- [Task goal]
Copy out the records in full, word for word, without pictures.
____________
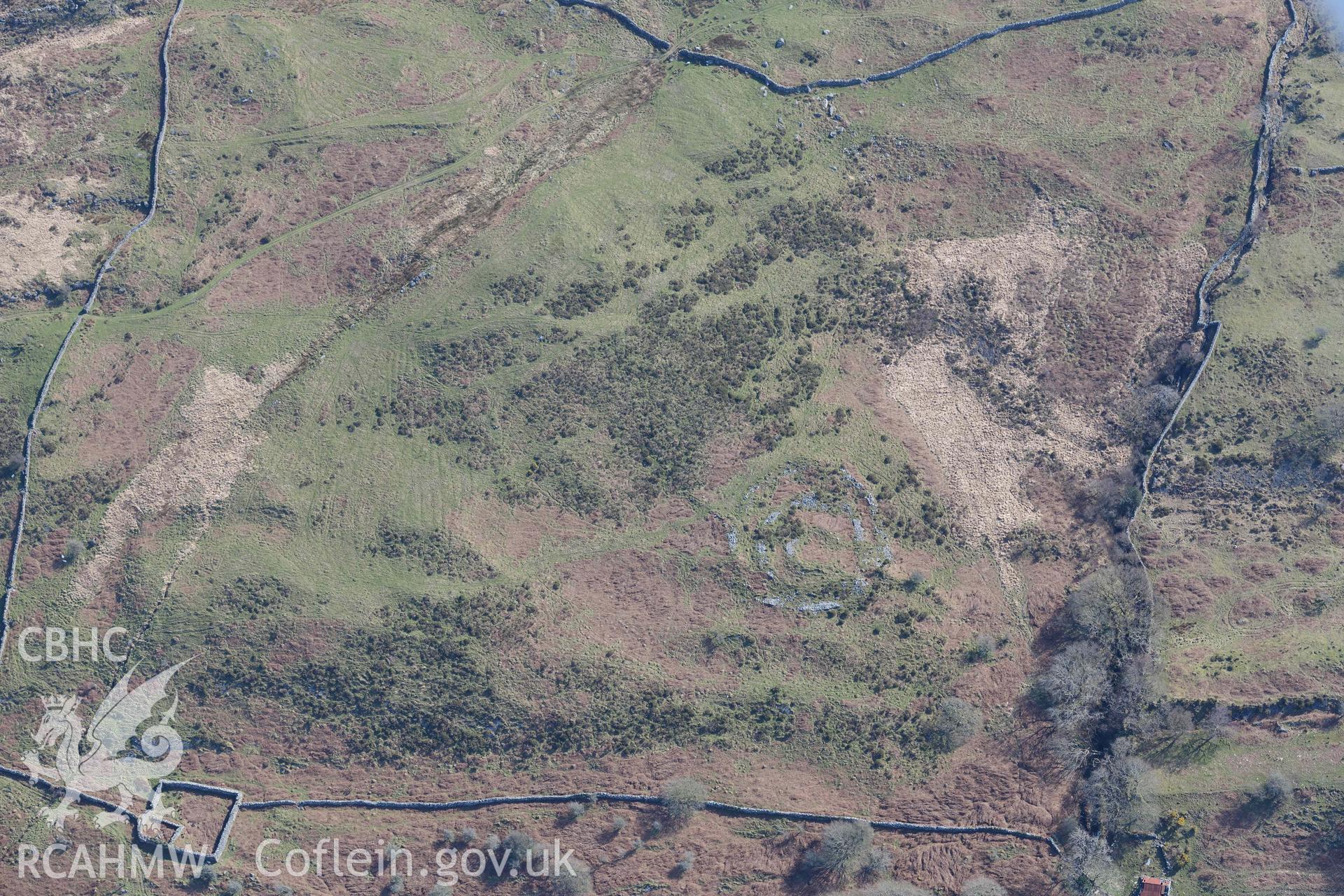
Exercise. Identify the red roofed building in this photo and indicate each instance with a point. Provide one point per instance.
(1155, 887)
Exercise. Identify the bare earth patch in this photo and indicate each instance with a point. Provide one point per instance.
(38, 241)
(198, 470)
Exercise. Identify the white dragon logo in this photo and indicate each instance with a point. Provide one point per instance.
(111, 732)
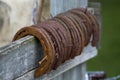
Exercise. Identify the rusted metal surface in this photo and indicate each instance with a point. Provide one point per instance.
(74, 26)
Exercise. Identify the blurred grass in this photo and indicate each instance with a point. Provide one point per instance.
(108, 58)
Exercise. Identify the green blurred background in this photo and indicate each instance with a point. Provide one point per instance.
(108, 58)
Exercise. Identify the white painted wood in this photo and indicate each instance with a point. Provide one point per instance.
(58, 6)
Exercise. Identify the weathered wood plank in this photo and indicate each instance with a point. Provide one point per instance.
(19, 57)
(70, 67)
(97, 12)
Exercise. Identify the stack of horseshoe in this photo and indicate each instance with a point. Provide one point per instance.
(63, 37)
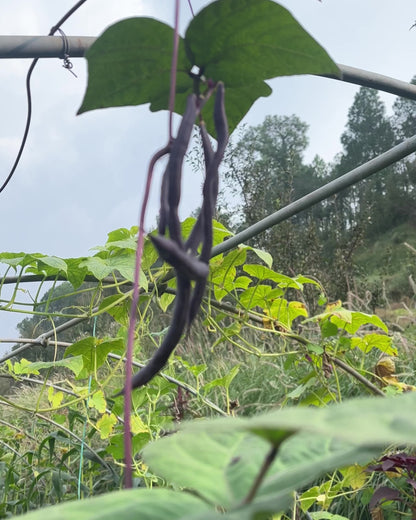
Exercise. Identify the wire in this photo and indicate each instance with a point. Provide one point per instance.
(54, 29)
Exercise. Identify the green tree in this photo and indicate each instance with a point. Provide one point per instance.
(62, 299)
(265, 172)
(372, 206)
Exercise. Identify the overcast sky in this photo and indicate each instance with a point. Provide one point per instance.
(82, 176)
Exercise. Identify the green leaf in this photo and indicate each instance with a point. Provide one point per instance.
(94, 351)
(74, 364)
(222, 467)
(106, 424)
(75, 274)
(358, 319)
(96, 266)
(241, 42)
(117, 306)
(379, 341)
(97, 401)
(57, 264)
(264, 273)
(263, 255)
(129, 64)
(324, 515)
(259, 296)
(371, 421)
(146, 504)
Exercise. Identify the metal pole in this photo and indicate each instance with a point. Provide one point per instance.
(52, 47)
(380, 162)
(369, 79)
(43, 46)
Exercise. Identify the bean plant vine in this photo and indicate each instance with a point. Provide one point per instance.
(210, 77)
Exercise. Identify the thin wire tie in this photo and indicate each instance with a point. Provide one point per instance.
(67, 62)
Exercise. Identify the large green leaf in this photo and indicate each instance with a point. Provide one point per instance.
(143, 504)
(222, 467)
(242, 42)
(239, 42)
(371, 421)
(129, 64)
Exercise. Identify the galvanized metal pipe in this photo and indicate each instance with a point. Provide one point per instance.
(375, 165)
(13, 47)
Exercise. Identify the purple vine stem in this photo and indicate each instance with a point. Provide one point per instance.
(128, 459)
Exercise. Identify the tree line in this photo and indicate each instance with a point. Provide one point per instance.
(266, 171)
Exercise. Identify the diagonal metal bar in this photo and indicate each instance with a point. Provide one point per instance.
(365, 78)
(12, 47)
(367, 169)
(43, 46)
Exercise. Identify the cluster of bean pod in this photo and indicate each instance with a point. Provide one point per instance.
(183, 256)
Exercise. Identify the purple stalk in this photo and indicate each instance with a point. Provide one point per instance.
(128, 475)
____________
- [Task output]
Exercise. Identify the red roofed building in this photo and indicate each instance with a point. Provide one point per instance.
(1155, 887)
Exercise. Identify the bare earth patch in this photo and indicate each instance with a point. Provide one point per instance.
(38, 241)
(198, 470)
Exercise. Identify the white dragon logo in this photo and indicate each instance with a point. Provide one point per instance.
(111, 732)
Exercise. Identify the rusted metal surface in this photo and indicate each instance with a point. Provide one point per instance.
(74, 26)
Exercise. Identify the blurred grass in this photo and indicate each instance with a point. Provide one point per instance.
(108, 58)
Exercise. Identify the green blurred background in this photo and indicate each instance with a point. Provide one point per instance.
(108, 58)
Exercise. Identify the white painted wood in this photo and indicate each instance with a point. Provide one point per instance.
(58, 6)
Exercise. Identify the weathered wood plank in this photo and indicate each instance with a point. Provide one point per instance.
(19, 57)
(70, 67)
(97, 12)
Exercise. Identify the stack of horseshoe in this photo and indicate each instance with a point. Provide one point per instance.
(63, 37)
Exercise. Identify the wire in this photo and indicate each instance with a point. Provide one point per instance.
(54, 29)
Exercise. Identify the green tree in this photo and indicate each instance with a point. Provide one point per instance.
(62, 299)
(265, 172)
(372, 206)
Exercise. Identify the overcast sky in this photo and indicate each instance with a point. Provide one point per instance.
(82, 176)
Exercise. Identify the green leaf in this photo and indicate each instance with a point. Provide one point per instance.
(94, 351)
(74, 364)
(222, 467)
(106, 424)
(75, 274)
(358, 319)
(96, 266)
(241, 42)
(117, 306)
(379, 341)
(97, 401)
(57, 264)
(264, 273)
(263, 255)
(129, 64)
(324, 515)
(259, 296)
(371, 421)
(146, 504)
Exercise. Identify the metal pole in this photo and indicate each instance with a point. Provide one point per instance.
(52, 47)
(380, 162)
(369, 79)
(43, 46)
Exercise. Identify the bean plant vine in this photo and indicate each instance with a point. Provide one point per instance.
(210, 77)
Exercise. Identify the thin wire tie in this photo and indicate each instance with a point. Provide one point per instance.
(67, 62)
Exercise. Identify the large green leaf in this photo and indicate each instance with a point. Provide one point per instance.
(143, 504)
(222, 467)
(242, 42)
(239, 42)
(371, 421)
(129, 64)
Exercise. Identify the galvanized metal pipe in this photo and indicate each instance with a point. Provide one point per instance.
(375, 165)
(13, 47)
Exercise. Identify the purple vine stem in this photo and indicate each instance with a point. Provide one point per instance.
(128, 459)
Exercise. Identify the tree line in this photo and indicate each instance with a point. Provide one point per instance.
(266, 171)
Exercise. Identify the diagonal metal bar in this photo and indicate each instance with a point. Provide one point per instance.
(365, 78)
(12, 47)
(367, 169)
(43, 46)
Exercise. Identify the cluster of bean pod in this photo and indicate each instance with a point. Provide one point per instance.
(183, 256)
Exercise. Identify the purple stalk in this photo and indicate each instance with a point. Provide one point per instance.
(128, 475)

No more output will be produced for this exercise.